___ Data supplied

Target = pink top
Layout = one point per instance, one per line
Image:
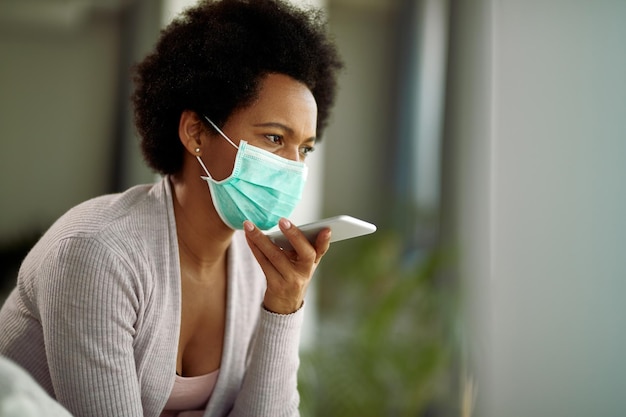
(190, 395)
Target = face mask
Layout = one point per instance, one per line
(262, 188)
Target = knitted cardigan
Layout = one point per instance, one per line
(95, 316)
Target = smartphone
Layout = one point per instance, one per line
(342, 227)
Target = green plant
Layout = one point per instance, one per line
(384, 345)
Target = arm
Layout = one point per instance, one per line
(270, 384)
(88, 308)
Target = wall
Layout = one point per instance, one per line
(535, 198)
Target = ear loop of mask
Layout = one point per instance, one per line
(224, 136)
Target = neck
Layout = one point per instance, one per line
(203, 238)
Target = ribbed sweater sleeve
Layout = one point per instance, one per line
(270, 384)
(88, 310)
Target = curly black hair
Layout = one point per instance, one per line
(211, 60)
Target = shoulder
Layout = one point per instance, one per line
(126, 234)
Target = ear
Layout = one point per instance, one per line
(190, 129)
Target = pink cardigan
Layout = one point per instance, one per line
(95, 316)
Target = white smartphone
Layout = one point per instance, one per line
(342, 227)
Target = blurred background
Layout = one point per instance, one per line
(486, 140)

______

Short problem: Lay out every line of the material above as a JSON list of strings, one string per line, leaving out blank lines and the picture.

Output for this exercise:
[
  "Target = pink top",
  "Layout = one point per instance, one per line",
  "Image:",
  "(190, 395)",
  "Target = face mask",
  "Layout = one point per instance, one per line",
  "(262, 188)",
  "Target = knitted cardigan",
  "Layout = one point per instance, one per line",
  "(95, 316)",
  "Target = smartphone",
  "Layout = one point per instance, one per line",
  "(342, 227)",
  "Target = green plant",
  "Layout = one point per instance, one per line",
  "(384, 345)",
  "Target = arm",
  "Layout = one point per instance, one per line",
  "(270, 384)",
  "(88, 308)",
  "Target = wall",
  "Layout = one point per instance, one per line",
  "(535, 198)",
  "Target = ear loop of mask",
  "Layout = one point per instance, one per line",
  "(224, 136)",
  "Target = neck",
  "Layout = one point per instance, one per line",
  "(203, 238)",
  "Target = ribbed sweater sleeve",
  "Layout = one point per instance, one per line",
  "(270, 384)",
  "(88, 310)",
  "Target = curly black hair",
  "Layout = one point per instance, one per line",
  "(211, 60)",
  "Target = shoulder",
  "Layout = one point per instance, one per line",
  "(126, 234)",
  "Target = ear",
  "Layout = one point per instance, one per line",
  "(190, 129)",
  "Target = pink cardigan",
  "Layout = one point per instance, one per line",
  "(95, 316)",
  "Target = white smartphone",
  "Layout = one point per instance, one per line",
  "(342, 227)",
  "Target = blurred background",
  "Layout = one point per instance, one per line",
  "(486, 140)"
]